依頼事項 -
1. 化学物質のリスクアセスメントに関する文章について、次の(a)〜(c)がその内容と合っているかを判定してください。それぞれ「はい」か「いいえ」で答え、判断の決め手となる文章中の語句をそのまま引用してください。
(a) 個人ばく露測定の結果を用いる方法は、有害性リスクを把握する最も代表的な方法とされている。
(b) ばく露限界値は、労働者が1日10時間働く場合を想定した濃度である。
(c) 一般消費者の生活の用に供される製品についても、リスクアセスメントの実施義務がある。
2. 化学物質のリスクアセスメントに関する文章のうち、「リスクアセスメントは、ラベル表示又はSDS通知対象物に」で始まる段落を、主な事実を残して箇条書きにまとめてください。
3. 化学物質のリスクアセスメントに関する文章を、最後の文の後から書き継いでください。

引用文 -
# # #

有害性リスクは、「ばく露量」と「有害性の大きさ」から、定量的手法を用いてリスクの大きさ(有害性リスク)を把握することができます。最も代表的な方法とされているのが「個人ばく露測定」による結果を用いることとされています。作業者の呼吸域における化学物質の濃度を測定(ばく露量)し、その測定濃度と安全性の指標(有害性の大きさ)である「ばく露限界値」と比較して有害性リスクを評価します。
ばく露限界値は、労働者が1日8時間、週40時間程度、肉体的に激しくない労働強度で化学物質にばく露する場合に、当該化学物質の平均ばく露濃度がこの数値以下であれば、ほとんど全ての労働者に健康上の悪い影響が見られないと考えられる濃度とされています。

ホームセンターで購入した化学品に対象物質が含まれていました。リスクアセスメントは必要でしょうか?

リスクアセスメントは、ラベル表示又はSDS通知対象物に実施義務があります。一般消費者の生活の用に供されるための製品については、ラベル表示・SDS交付の義務がないのでリスクアセスメントの実施義務はありません。ただし、リスクアセスメント対象物以外の物質についてもばく露される濃度を最小限とする努力義務があるので、必要に応じてリスクアセスメントを実施するように努めてください。

# # #

提供資料 -

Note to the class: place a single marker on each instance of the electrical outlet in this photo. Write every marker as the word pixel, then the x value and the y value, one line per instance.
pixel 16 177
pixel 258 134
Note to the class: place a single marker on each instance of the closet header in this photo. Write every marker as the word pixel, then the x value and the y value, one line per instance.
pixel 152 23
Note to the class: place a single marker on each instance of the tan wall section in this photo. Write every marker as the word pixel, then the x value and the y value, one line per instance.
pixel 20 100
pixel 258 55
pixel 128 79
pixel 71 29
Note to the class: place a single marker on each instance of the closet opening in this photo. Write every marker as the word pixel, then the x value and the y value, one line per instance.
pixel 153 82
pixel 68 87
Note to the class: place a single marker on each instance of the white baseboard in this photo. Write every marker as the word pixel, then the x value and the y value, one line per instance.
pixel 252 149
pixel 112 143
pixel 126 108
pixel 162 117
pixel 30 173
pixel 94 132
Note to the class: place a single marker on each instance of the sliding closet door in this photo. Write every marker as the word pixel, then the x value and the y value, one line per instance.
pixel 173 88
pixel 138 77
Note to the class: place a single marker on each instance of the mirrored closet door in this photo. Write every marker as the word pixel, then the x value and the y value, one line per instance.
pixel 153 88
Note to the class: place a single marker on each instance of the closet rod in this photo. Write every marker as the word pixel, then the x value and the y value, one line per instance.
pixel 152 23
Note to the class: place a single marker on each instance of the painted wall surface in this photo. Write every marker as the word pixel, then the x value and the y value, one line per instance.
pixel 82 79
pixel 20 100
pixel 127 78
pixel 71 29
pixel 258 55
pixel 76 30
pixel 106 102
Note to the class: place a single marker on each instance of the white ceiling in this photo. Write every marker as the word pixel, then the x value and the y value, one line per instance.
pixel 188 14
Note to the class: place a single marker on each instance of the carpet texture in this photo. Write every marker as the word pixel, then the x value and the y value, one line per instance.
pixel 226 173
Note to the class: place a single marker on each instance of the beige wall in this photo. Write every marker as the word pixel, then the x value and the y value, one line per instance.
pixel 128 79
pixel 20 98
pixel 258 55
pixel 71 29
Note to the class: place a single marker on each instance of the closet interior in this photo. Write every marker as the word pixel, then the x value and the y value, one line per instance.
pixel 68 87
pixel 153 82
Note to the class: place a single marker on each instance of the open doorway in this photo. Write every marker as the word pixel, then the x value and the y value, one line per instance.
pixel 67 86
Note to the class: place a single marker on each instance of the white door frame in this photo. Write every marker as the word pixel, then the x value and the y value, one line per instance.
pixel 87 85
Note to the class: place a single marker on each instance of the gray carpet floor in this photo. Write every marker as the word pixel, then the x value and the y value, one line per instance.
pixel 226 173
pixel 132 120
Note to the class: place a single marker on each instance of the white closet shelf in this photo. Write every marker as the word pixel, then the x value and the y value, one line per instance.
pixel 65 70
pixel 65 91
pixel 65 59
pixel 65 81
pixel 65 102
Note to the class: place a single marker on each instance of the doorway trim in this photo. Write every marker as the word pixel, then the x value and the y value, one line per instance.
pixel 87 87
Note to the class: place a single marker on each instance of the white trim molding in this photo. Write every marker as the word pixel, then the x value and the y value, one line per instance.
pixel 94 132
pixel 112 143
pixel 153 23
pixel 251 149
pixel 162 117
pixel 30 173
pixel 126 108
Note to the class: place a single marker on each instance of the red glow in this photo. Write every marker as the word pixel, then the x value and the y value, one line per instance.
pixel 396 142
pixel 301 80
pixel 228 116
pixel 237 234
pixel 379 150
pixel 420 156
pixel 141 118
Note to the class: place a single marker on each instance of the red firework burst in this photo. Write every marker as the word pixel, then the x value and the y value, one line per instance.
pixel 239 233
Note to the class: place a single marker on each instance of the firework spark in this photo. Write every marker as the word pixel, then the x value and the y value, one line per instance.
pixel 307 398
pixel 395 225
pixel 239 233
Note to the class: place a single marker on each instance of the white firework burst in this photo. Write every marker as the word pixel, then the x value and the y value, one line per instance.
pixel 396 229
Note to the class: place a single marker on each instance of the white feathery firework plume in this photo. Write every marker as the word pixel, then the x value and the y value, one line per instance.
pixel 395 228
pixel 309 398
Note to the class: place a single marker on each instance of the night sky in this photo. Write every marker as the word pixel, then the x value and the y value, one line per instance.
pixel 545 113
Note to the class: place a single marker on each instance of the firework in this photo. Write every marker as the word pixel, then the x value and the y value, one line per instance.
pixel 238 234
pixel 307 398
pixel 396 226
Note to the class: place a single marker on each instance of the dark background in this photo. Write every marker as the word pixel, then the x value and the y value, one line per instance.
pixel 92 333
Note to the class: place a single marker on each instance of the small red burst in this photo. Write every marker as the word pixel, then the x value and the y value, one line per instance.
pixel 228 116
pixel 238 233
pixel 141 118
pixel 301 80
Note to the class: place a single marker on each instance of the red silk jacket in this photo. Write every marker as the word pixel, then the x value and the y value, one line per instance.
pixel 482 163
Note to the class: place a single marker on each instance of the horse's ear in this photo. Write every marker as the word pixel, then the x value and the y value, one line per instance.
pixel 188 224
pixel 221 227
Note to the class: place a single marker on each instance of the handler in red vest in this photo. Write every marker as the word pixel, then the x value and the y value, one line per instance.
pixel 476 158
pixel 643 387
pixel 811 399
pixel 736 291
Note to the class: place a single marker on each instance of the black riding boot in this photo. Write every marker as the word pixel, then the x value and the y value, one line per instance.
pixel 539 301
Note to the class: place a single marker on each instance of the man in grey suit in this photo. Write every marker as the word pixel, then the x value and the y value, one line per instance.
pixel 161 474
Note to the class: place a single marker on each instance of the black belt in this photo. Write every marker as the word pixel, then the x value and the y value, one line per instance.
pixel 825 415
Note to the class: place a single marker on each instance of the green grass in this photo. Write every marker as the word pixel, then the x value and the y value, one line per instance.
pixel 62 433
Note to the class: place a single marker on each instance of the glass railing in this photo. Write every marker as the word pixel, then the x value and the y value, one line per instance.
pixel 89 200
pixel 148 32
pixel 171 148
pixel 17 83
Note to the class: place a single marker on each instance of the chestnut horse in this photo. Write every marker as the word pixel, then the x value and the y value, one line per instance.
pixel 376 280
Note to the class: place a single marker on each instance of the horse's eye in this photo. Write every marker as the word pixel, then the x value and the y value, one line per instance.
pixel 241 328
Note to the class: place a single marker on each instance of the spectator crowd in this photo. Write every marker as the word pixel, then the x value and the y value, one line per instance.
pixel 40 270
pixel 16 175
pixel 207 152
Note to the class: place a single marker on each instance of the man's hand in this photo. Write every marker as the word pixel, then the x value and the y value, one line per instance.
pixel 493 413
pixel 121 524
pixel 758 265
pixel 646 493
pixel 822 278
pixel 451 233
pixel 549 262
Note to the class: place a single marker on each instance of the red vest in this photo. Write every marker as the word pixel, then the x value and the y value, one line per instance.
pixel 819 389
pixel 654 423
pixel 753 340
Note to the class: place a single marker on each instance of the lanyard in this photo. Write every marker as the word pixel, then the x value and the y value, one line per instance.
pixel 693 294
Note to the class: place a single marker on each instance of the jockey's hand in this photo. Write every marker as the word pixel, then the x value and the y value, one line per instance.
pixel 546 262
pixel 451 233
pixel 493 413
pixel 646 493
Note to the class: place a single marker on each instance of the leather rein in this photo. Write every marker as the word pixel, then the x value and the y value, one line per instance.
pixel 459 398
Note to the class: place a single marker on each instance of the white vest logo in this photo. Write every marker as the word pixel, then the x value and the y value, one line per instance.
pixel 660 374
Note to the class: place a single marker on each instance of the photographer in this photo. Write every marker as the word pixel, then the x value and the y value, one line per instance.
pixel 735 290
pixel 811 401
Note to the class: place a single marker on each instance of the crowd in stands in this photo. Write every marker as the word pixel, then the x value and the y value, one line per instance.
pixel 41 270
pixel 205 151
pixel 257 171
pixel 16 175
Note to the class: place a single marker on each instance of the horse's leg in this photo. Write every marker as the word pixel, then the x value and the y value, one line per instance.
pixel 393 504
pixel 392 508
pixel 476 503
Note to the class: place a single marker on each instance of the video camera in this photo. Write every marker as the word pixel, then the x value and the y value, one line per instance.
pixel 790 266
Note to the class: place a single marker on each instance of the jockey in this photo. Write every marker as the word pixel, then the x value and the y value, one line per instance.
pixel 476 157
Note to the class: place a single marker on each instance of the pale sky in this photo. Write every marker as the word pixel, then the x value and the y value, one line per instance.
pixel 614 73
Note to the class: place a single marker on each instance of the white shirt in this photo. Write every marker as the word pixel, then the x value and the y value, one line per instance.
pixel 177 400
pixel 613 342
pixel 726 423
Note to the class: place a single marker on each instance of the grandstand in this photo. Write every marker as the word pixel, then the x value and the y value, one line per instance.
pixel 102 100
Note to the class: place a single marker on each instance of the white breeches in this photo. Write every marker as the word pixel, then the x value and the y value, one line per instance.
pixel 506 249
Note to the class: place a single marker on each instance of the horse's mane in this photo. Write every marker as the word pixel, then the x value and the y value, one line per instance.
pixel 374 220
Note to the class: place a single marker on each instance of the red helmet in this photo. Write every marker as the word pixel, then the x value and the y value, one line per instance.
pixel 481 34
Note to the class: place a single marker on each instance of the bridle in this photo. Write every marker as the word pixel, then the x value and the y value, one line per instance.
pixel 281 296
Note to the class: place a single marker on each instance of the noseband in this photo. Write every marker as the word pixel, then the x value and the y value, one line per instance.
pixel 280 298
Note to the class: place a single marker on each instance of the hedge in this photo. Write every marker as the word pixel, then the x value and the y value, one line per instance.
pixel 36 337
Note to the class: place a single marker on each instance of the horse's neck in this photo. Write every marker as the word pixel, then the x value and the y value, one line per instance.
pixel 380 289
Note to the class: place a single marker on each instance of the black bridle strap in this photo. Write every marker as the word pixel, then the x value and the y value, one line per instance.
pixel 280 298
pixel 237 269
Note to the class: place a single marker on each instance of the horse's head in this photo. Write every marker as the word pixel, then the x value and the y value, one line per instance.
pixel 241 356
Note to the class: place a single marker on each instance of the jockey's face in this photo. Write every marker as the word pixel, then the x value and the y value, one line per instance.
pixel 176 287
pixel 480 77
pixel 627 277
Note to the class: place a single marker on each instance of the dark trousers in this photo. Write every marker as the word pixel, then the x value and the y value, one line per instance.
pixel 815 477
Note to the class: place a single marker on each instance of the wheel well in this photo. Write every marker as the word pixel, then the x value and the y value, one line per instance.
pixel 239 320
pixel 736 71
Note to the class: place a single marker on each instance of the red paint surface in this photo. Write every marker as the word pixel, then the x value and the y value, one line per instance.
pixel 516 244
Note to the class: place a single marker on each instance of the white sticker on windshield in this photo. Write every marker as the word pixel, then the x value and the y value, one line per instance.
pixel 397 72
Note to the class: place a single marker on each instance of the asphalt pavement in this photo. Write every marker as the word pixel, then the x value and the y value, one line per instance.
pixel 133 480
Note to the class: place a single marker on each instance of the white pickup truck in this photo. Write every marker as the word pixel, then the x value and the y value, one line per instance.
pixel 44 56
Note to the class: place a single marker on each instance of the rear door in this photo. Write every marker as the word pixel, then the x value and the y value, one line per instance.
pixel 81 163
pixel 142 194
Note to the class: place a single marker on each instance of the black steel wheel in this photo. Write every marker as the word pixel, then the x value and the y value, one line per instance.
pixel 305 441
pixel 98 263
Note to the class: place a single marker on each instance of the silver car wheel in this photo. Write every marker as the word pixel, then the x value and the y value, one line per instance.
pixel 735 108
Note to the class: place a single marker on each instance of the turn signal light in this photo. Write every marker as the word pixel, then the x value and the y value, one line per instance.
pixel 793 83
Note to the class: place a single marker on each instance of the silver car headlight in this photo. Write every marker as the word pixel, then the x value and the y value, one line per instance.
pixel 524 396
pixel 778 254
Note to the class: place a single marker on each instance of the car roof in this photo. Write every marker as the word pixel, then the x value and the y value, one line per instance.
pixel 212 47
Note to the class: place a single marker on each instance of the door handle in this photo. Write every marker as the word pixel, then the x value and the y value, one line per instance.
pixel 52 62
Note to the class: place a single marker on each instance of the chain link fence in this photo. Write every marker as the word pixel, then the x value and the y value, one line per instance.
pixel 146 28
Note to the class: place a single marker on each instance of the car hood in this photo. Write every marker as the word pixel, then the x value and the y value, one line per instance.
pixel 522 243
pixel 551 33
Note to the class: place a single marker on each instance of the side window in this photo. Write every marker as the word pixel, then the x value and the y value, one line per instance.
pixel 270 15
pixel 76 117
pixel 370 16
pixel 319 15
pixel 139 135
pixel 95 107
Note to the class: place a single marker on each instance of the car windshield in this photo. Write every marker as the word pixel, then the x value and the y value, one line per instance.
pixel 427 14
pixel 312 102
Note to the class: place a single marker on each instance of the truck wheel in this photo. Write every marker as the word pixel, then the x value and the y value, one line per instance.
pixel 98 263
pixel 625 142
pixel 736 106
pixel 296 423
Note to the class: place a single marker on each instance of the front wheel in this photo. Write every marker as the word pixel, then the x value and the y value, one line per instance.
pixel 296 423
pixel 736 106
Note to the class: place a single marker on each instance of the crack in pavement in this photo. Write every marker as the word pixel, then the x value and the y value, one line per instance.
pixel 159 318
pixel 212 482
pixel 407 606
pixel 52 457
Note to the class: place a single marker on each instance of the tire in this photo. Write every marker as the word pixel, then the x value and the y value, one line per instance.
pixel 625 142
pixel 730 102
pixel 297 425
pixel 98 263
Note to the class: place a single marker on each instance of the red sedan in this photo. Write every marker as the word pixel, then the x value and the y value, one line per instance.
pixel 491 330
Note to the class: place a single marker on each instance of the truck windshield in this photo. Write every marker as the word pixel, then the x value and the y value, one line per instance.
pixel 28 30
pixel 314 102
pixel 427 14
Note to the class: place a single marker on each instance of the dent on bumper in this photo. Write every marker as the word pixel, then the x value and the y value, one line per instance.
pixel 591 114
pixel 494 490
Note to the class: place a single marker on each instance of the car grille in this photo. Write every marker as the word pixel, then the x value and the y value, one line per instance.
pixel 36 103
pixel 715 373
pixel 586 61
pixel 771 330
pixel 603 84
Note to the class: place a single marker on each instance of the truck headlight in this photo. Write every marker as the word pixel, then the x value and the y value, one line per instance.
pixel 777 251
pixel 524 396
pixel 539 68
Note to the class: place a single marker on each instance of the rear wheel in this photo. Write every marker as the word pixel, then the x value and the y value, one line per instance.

# # #

回答 -
1.
(a) はい。「最も代表的な方法とされているのが「個人ばく露測定」による結果を用いることとされています」
(b) いいえ。「労働者が1日8時間、週40時間程度」
(c) いいえ。「ラベル表示・SDS交付の義務がないのでリスクアセスメントの実施義務はありません」

2.
- リスクアセスメントの実施義務があるのは、ラベル表示又はSDS通知の対象物である。
- 一般消費者の生活の用に供される製品には、ラベル表示・SDS交付の義務がないため、リスクアセスメントの実施義務もない。
- ただし、対象物以外の物質についても、ばく露される濃度を最小限とする努力義務がある。
- そのため、必要に応じてリスクアセスメントの実施に努める。

3.
リスクアセスメントは1度行うだけでいいですか?

①対象物を原材料などとして新規に採用したり、変更したりするとき

②対象物を製造し、または取り扱う業務の作業の方法や作業手順を新規に採用したり変更したりするとき

③SDSが改定され対象物による危険性または有害性などについて変化が生じたり、生じるおそれがあったりするときに法律上に実施義務があります。

屋外での作業もリスクアセスメントは必要ですか?

リスクアセスメント対象物質が含まれる物質を製造・取り扱う作業であれば必要です。